● **YOUR TASK**: Below are some records; return each one exactly as written.

*** Opening GIVEN ENTRIES ***

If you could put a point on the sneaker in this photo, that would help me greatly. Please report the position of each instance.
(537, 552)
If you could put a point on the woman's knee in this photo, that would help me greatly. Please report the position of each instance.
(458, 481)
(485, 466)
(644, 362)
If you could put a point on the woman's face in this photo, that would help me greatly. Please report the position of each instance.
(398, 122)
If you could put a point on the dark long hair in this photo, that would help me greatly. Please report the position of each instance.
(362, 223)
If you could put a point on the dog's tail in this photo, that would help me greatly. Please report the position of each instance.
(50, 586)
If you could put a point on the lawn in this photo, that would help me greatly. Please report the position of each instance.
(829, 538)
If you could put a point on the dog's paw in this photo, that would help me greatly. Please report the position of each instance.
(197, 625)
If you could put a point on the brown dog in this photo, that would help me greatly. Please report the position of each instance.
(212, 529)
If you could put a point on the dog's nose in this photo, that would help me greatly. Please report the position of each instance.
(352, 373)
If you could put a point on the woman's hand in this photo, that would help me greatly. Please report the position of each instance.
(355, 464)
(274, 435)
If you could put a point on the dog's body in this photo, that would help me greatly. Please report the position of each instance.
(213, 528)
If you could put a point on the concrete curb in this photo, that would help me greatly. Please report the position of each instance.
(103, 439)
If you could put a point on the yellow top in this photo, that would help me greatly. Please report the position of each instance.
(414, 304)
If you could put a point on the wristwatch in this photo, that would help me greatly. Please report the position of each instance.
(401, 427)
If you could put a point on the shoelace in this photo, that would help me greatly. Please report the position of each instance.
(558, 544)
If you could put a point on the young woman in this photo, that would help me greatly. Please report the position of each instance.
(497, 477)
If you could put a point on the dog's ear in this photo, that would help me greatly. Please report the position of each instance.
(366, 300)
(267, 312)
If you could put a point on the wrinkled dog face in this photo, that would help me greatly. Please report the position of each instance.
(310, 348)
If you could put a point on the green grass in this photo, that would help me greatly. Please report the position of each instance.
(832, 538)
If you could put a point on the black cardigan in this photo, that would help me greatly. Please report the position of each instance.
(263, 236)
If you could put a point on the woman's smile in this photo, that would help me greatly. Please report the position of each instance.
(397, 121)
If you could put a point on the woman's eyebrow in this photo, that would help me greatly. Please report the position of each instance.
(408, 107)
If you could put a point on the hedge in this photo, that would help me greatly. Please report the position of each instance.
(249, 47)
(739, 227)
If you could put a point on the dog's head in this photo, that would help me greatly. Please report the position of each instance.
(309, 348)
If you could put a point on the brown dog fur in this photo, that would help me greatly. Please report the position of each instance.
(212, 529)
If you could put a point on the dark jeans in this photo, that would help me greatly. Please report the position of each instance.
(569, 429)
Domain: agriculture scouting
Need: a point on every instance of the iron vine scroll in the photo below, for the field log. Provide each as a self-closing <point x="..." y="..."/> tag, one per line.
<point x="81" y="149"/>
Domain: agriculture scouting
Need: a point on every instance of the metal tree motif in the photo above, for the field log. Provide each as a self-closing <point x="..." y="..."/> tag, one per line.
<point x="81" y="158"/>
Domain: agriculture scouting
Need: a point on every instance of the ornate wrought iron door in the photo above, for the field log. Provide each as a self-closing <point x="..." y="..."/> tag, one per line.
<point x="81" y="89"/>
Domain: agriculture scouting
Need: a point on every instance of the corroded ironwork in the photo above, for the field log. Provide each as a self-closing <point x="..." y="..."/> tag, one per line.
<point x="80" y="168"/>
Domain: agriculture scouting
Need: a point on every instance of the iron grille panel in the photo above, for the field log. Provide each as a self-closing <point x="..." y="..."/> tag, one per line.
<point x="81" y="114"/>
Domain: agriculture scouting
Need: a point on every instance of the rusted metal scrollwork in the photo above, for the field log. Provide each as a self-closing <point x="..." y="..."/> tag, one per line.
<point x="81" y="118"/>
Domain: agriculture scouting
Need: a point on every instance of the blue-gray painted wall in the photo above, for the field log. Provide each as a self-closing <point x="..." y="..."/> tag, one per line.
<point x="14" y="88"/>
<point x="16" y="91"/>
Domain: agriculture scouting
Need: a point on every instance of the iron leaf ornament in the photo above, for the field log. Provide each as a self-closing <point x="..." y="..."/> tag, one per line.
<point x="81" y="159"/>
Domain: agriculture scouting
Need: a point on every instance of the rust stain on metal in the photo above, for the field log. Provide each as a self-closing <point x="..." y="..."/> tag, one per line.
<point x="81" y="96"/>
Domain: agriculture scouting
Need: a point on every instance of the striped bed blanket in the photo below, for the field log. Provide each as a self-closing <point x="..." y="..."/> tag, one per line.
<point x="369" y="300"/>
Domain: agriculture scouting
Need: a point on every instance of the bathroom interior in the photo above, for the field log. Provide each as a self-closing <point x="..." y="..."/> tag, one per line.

*** Closing GIVEN ENTRIES ***

● **ANSWER AREA**:
If you could put a point on the sneaker in this photo, that would help me greatly. Please report the position of each instance.
(537, 552)
If you could put a point on the woman's knee in this photo, that would help me greatly. Please report the position of each instance.
(458, 481)
(485, 466)
(644, 362)
If you could put a point on the woman's face in this photo, that would help me greatly. Please report the position of each instance.
(398, 122)
If you could put a point on the dark long hair in this photo, that would help me greatly. Please report the position of each instance.
(362, 223)
If you could put a point on the dog's tail in this photo, that would help me greatly. Please report the position of each instance.
(50, 586)
If you could put a point on the lawn in this photo, that would help me greatly. Please report the position of each instance.
(829, 538)
If you could put a point on the dog's paw in this photo, that would help me greatly. Please report the position of each instance.
(197, 625)
If you could put a point on the brown dog in this photo, that would help me greatly. Please report the position of each instance.
(212, 529)
If you could put a point on the dog's nose in this photo, that would help me greatly. Please report the position of each instance.
(352, 373)
If you could put a point on the woman's hand in this photo, that would help me greatly. Please report the position of each instance.
(355, 464)
(274, 435)
If you could put a point on the dog's body in this photo, that would help me greatly. Please report the position of each instance.
(213, 528)
If you could put a point on the concrete curb in this photo, that would help me greatly. Please report the position of each instance.
(103, 439)
If you could put a point on the yellow top in this photo, that would help me greatly. Please report the position of each instance.
(414, 304)
If you could put a point on the wristwatch in this photo, that would help me greatly. Please report the position of each instance.
(401, 427)
If you could put a point on the shoelace in this photo, that would help me greatly. Please report the position of each instance.
(558, 544)
If you could put a point on the young woman in this photo, that would help me greatly. Please report the position of each instance.
(497, 477)
If you could put a point on the dog's ear in this photo, that would help me greatly. Please report the position of each instance.
(366, 300)
(267, 312)
If you could put a point on the wrinkled dog face in this photo, that would help me greatly. Please report the position of each instance.
(310, 348)
If you could put a point on the green grass in this photo, that would help me greatly. Please report the position of each instance.
(832, 538)
If you could put a point on the black cardigan in this photo, that would help me greatly. Please report the position of each instance.
(263, 236)
If you could put a point on the woman's smile in this photo, that would help me greatly. Please report the position of each instance.
(397, 121)
If you could put a point on the woman's eyebrow in this photo, that would help me greatly. Please report the position of each instance.
(408, 107)
If you could put a point on the hedge in this photo, that would help me greatly. Please report the position of each instance.
(249, 47)
(739, 227)
If you could put a point on the dog's head in this photo, that would help me greatly. Please report the position of each instance.
(309, 348)
If you could put a point on the brown dog fur in this photo, that would help me greatly. Please report the position of each instance.
(212, 529)
If you could put a point on the dark jeans in this photo, that would help me greatly. Please report the position of each instance.
(569, 429)
Domain: agriculture scouting
Need: a point on every instance of the iron vine scroll in the photo below, for the field log. Provide each as a self-closing <point x="..." y="..."/> tag, one per line.
<point x="81" y="149"/>
Domain: agriculture scouting
Need: a point on every instance of the metal tree motif in the photo above, for the field log. Provide each as a self-closing <point x="..." y="..."/> tag, one per line.
<point x="81" y="158"/>
Domain: agriculture scouting
Need: a point on every instance of the ornate wrought iron door in the photo above, for the field log. Provide each as a self-closing <point x="..." y="..."/> tag, one per line.
<point x="81" y="89"/>
Domain: agriculture scouting
Need: a point on every instance of the corroded ironwork in the photo above, for the field log. Provide each as a self-closing <point x="..." y="..."/> tag, one per line.
<point x="80" y="168"/>
Domain: agriculture scouting
Need: a point on every instance of the iron grille panel in the photo above, for the field log. Provide each as a self-closing <point x="..." y="..."/> tag, one per line.
<point x="81" y="114"/>
Domain: agriculture scouting
Need: a point on every instance of the rusted metal scrollwork in the photo above, for the field log. Provide each as a self-closing <point x="..." y="..."/> tag, one per line.
<point x="81" y="118"/>
Domain: agriculture scouting
Need: a point on every instance of the blue-gray painted wall in the photo above, for the field log. Provide each as a self-closing <point x="..." y="..."/> tag, one per line.
<point x="14" y="88"/>
<point x="16" y="91"/>
Domain: agriculture scouting
Need: a point on every instance of the iron leaf ornament in the photo above, for the field log. Provide each as a self-closing <point x="..." y="..."/> tag, one per line.
<point x="81" y="159"/>
Domain: agriculture scouting
Need: a point on every instance of the rust stain on metal in the photo above, for the field log. Provide each as a self-closing <point x="..." y="..."/> tag, one per line.
<point x="81" y="96"/>
Domain: agriculture scouting
Need: a point on every instance of the striped bed blanket in the photo below, for the field log. Provide each as a self-closing <point x="..." y="..."/> tag, one per line.
<point x="369" y="300"/>
Domain: agriculture scouting
Need: a point on every instance of the bathroom interior in the photo above, for the field log. Provide each as a self-closing <point x="..." y="..."/> tag, one per line.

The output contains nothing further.